— Your goal —
Translate this sentence from the chunkers documentation into Spanish: "Before covering the chunkers, here are the data types they operate on."

— Document passage —
________________

Chunkers
Chunkers split documents into retrieval-friendly chunks, each preserving character offsets into the original document content. All chunkers implement the Chunker ABC.
Chunkers split documents into retrieval-friendly chunks, each preserving character offsets into the original document content. All chunkers implement the Chunker ABC.
from exo.retrieval import (
Chunker,
CharacterChunker,
ParagraphChunker,
TokenChunker,
)Types
Before covering the chunkers, here are the data types they operate on. Both are defined in exo.retrieval.types.
Document
class Document(BaseModel)A document stored in a retrieval system.
| Field | Type | Default | Description |
|---|---|---|---|
id | str | (required) | Unique identifier for the document |
content | str | (required) | Full text content of the document |
metadata | dict[str, Any] | {} | Arbitrary metadata (e.g. source, author, tags) |
embedding | list[float] | None | None | Optional pre-computed embedding vector |
Chunk
class Chunk(BaseModel, frozen=True)An immutable slice of a document for retrieval.
| Field | Type | Default | Description |
|---|---|---|---|
document_id | str | (required) | ID of the parent document |
index | int | (required) | Position of this chunk within the document (0-based) |
content | str | (required) | Text content of the chunk |
start | int | (required) | Character offset where the chunk begins in the document |
end | int | (required) | Character offset where the chunk ends in the document |
metadata | dict[str, Any] | {} | Arbitrary metadata inherited or derived from the document |
RetrievalResult
class RetrievalResult(BaseModel, frozen=True)A scored chunk returned from a retrieval query.

________________

— Information given —
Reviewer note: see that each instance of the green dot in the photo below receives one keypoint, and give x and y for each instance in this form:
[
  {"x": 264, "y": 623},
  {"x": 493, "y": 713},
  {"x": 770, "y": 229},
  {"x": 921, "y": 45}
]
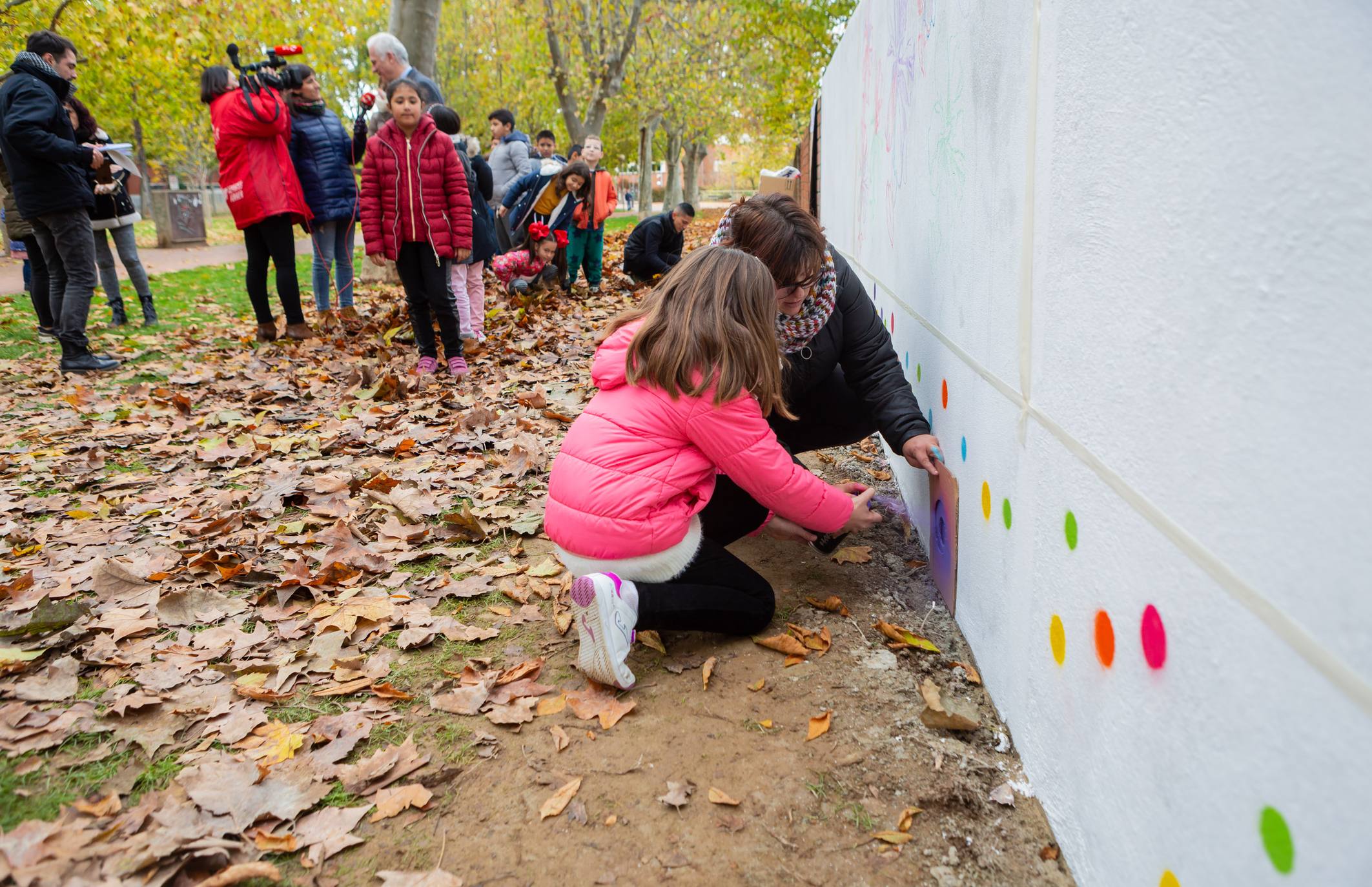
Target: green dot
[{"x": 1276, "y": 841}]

________________

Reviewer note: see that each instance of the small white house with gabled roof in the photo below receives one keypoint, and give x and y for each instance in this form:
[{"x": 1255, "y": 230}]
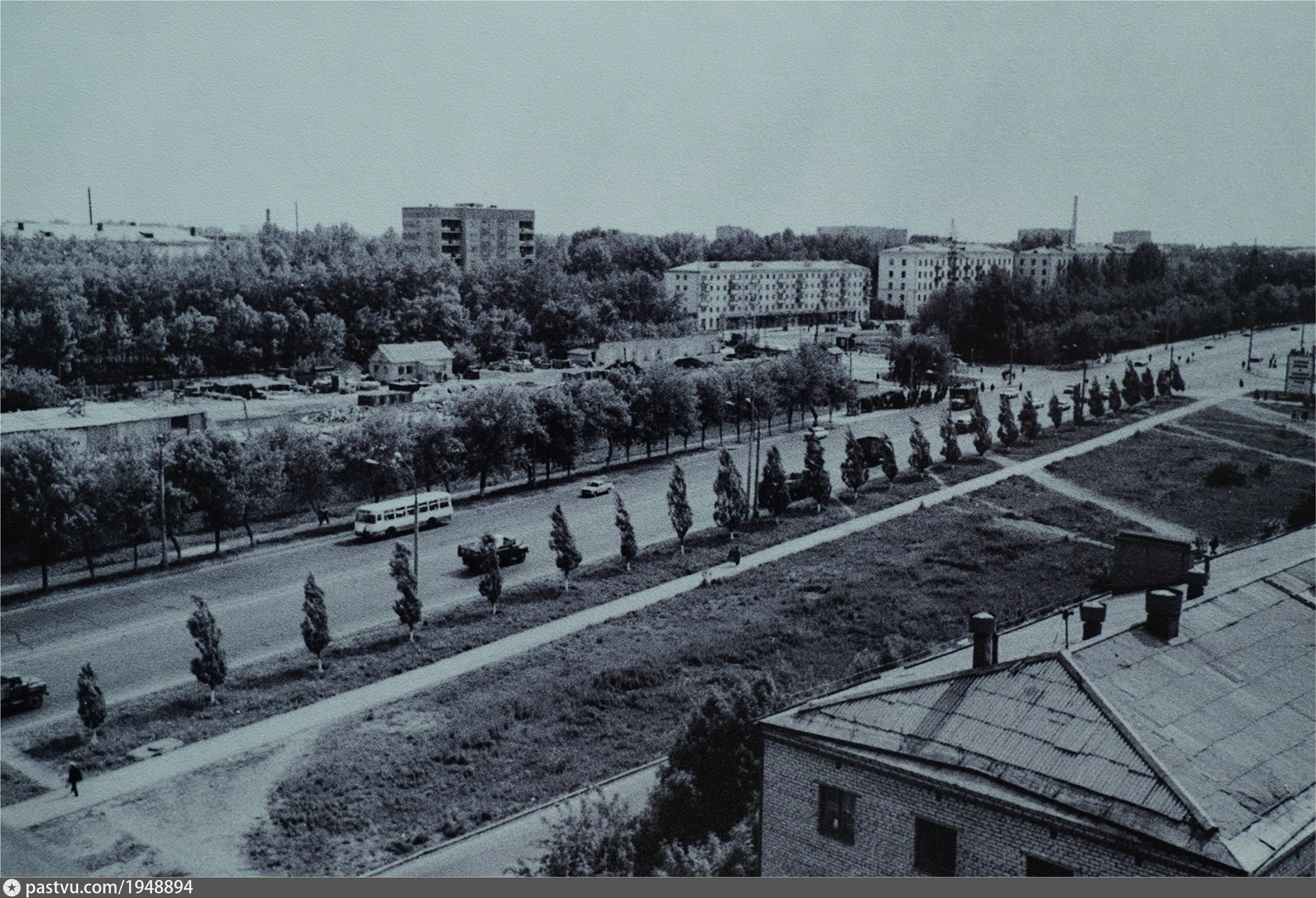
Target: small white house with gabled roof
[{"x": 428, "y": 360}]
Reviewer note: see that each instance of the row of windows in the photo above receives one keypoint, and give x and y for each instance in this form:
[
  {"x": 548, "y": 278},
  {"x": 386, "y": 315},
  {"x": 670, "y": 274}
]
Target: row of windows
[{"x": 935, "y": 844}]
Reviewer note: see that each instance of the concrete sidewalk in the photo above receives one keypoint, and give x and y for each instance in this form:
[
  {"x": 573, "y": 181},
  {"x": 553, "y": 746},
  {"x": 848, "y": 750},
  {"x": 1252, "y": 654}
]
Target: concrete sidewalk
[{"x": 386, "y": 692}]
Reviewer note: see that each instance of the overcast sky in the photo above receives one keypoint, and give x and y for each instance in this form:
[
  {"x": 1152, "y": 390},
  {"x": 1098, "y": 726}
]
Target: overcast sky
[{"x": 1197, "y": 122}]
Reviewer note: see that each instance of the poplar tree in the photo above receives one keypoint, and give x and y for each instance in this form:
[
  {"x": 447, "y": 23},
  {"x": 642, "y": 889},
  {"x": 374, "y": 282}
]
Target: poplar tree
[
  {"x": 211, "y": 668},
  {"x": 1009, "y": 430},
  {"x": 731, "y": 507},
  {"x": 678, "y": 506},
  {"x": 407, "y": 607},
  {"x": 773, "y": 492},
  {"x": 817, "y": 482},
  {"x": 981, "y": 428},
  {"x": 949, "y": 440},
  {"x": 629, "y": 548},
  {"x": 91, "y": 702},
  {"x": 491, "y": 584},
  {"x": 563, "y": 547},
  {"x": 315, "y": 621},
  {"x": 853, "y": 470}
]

________________

— Response —
Antes de tratar los chunkers, estos son los tipos de datos con los que operan.